--- What to do ---
Return, character for character, the lines of the records below from the one containing "the woman's dark" through the one containing "105,91 -> 149,106", with both of those lines included.

Entries on locating named things:
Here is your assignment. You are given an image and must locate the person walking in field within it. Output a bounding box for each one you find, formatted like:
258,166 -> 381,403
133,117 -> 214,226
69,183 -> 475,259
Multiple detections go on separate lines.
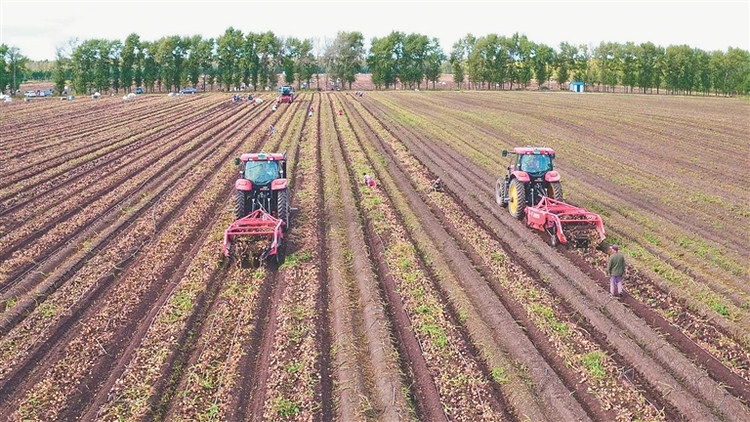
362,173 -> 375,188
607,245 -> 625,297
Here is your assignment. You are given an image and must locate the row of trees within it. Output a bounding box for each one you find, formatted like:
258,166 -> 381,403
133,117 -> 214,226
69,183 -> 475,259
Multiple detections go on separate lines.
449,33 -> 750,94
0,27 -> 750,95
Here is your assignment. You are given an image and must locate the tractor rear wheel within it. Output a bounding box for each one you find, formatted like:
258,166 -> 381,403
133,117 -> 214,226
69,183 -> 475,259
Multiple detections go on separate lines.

--

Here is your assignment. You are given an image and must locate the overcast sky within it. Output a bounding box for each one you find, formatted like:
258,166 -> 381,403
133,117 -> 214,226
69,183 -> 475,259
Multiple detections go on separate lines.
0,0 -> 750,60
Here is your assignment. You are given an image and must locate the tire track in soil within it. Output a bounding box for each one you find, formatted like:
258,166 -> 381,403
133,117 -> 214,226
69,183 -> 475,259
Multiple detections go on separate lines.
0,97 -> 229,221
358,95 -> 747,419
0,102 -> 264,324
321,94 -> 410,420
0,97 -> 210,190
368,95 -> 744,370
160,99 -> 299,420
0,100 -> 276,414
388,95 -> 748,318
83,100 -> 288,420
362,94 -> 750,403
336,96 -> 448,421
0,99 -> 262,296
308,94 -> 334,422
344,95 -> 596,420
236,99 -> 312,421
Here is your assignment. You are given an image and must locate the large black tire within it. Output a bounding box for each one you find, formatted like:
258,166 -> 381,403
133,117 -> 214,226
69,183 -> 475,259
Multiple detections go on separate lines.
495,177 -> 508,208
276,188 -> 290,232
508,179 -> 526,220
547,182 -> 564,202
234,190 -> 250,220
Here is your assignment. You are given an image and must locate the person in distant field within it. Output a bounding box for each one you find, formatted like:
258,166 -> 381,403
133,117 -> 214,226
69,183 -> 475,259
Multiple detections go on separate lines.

--

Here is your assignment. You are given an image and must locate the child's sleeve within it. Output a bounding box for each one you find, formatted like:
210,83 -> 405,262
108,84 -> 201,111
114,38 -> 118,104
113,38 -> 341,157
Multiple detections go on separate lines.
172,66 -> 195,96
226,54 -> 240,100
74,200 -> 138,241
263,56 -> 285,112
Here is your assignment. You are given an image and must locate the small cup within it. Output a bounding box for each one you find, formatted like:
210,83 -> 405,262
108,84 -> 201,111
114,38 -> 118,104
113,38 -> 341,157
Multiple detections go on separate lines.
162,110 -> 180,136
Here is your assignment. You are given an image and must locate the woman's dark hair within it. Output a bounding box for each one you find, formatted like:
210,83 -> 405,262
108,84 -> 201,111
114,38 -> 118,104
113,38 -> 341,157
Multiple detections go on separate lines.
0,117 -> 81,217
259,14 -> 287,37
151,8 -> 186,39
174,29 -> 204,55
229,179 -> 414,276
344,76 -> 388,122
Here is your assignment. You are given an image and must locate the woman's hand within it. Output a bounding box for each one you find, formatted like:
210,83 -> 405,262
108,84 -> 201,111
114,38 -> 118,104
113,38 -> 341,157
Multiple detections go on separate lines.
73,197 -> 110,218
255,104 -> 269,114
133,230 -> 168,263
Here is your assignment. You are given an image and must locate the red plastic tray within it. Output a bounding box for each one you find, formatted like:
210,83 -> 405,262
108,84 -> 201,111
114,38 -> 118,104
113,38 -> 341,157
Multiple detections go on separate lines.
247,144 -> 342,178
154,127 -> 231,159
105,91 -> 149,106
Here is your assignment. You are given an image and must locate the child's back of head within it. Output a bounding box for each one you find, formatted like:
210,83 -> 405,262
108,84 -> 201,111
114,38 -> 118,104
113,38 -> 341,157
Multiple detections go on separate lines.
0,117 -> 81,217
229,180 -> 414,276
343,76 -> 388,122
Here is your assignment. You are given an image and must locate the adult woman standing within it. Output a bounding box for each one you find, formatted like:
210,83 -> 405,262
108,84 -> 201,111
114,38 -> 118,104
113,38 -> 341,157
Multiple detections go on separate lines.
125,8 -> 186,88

--- Written solution ---
Here is your assignment. You are given an image and must locate the woman's dark hair within it. Output a bounding box for each one you find, formatted like:
210,83 -> 405,262
108,84 -> 201,111
114,38 -> 118,104
113,38 -> 341,157
Multiple detections go on separate lines.
0,117 -> 81,217
259,14 -> 287,37
151,8 -> 186,39
174,29 -> 204,55
229,179 -> 414,276
344,76 -> 388,122
Here is your assignment. You are given an image and must locate the woman's hand within it. Output a bounding box for each one you find, formatted like:
210,83 -> 405,262
108,84 -> 201,111
114,38 -> 118,104
113,38 -> 341,157
Multiple detections go on separate lines.
73,197 -> 110,218
255,104 -> 269,114
133,230 -> 168,263
Here is your assignment. You are given an image and must locate the red plastic tray within it. Output a bounding box for each one you find, formatted like:
210,83 -> 405,262
108,84 -> 201,111
114,38 -> 118,104
113,38 -> 341,157
Multiple detections go on separate lines.
247,144 -> 342,178
154,127 -> 231,159
105,91 -> 149,106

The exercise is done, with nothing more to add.